··· RECORDS PROVIDED
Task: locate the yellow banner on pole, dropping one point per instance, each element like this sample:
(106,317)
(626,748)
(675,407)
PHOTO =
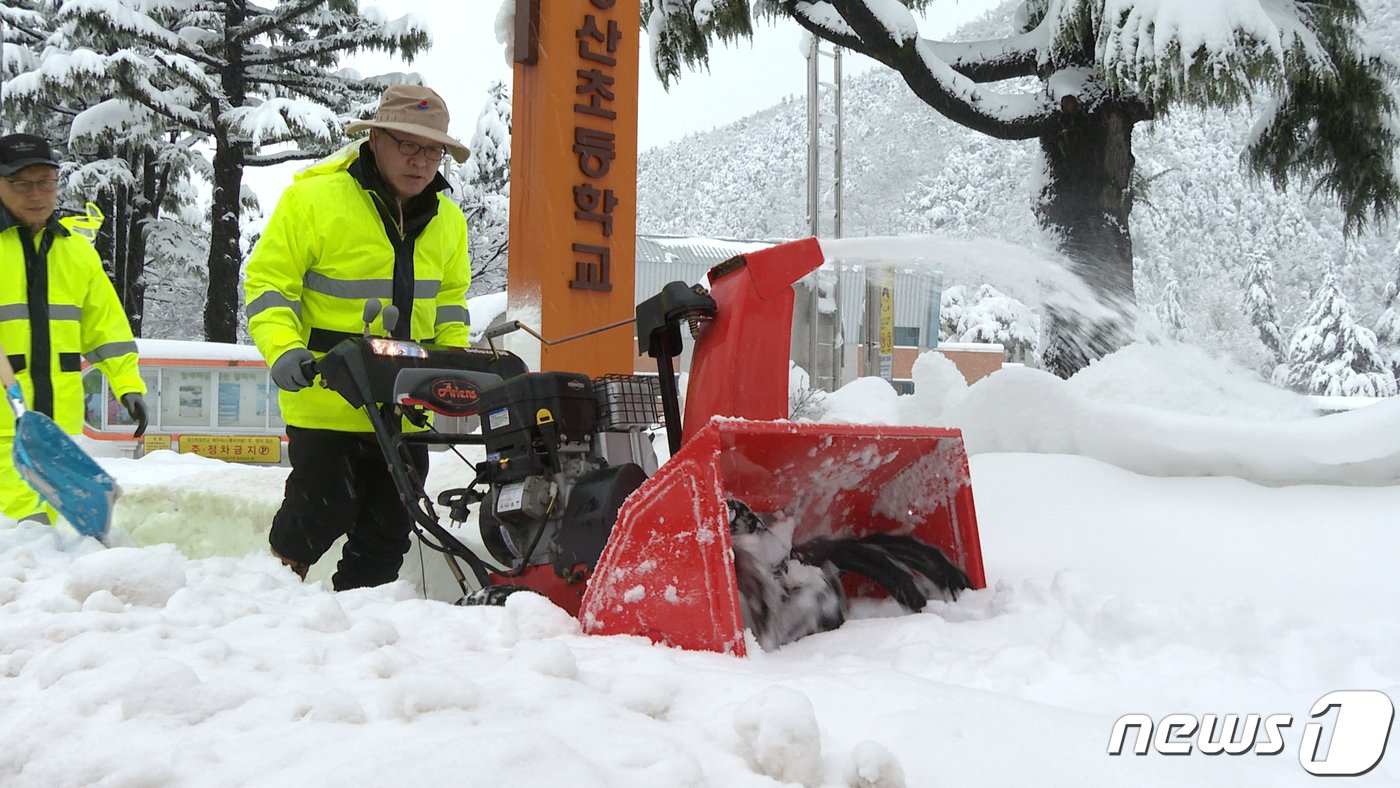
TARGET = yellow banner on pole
(234,448)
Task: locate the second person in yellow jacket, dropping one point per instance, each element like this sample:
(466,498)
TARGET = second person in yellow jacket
(56,308)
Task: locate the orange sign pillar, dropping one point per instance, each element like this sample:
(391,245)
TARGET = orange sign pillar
(574,178)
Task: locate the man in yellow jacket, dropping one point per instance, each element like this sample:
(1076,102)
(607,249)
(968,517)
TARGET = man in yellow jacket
(56,307)
(368,223)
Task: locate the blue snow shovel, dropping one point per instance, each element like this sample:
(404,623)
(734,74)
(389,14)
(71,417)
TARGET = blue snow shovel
(56,466)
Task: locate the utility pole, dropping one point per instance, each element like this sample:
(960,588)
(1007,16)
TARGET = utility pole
(816,333)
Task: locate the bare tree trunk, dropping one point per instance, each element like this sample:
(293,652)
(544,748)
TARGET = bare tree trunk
(1085,203)
(224,252)
(144,212)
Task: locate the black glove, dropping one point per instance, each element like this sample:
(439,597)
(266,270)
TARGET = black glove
(135,405)
(294,370)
······
Please rewrite the rows above, replacing each "yellow jacket" with "green jacket" and leaving everything else unchanged. Leave the pictures out of your answer.

Task: locate the yellow banner on pole, dropping one point per instance, each element like this sample:
(106,317)
(626,748)
(675,407)
PHOTO =
TARGET = yellow banner on pole
(234,448)
Task: locate the second person in green jacket, dropping one point per instance, each element like this sample:
(466,498)
TARGET = second person in green jacket
(56,308)
Task: locate the orange sign pillar, dropping one point per instance, each element like this sample:
(391,245)
TARGET = orange sign pillar
(574,178)
Task: locate the man in green jacket, dropping one point per instance, each element like this sample:
(1076,102)
(607,249)
(968,517)
TARGET = man in green jacket
(56,307)
(368,223)
Task: locate the blue snow shovel, dropping one point per instance, each element like this sample:
(404,623)
(734,74)
(389,14)
(71,417)
TARGET = blue snow shovel
(56,466)
Task: locate the utility pole, dropping one point per instance, each element like this sample:
(960,588)
(1007,16)
TARGET = utility pole
(816,333)
Task: locate the bare tree trunk, dropping one point per instance, each element like this sample:
(293,652)
(544,748)
TARGET = bare tree trunk
(1085,203)
(224,252)
(144,212)
Task: locate the black glove, dropping one point per instance, each element like this sample:
(439,597)
(266,270)
TARGET = black glove
(135,405)
(294,370)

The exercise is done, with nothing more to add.